Each entry needs to be restated exactly as written.

______

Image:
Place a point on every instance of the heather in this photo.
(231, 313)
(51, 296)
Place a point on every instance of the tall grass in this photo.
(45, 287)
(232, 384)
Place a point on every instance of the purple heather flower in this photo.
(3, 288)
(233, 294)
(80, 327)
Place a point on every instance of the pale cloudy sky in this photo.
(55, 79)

______

Solution below |
Image:
Place a point on every instance of the heather in this photo.
(231, 313)
(51, 296)
Place a point on every instance of the tall grass in this photo.
(45, 287)
(232, 384)
Place a point on every instance of the purple heather flower in this photo.
(3, 288)
(233, 294)
(80, 327)
Place a point on every instance of the pale cloudy sky in this photo.
(55, 79)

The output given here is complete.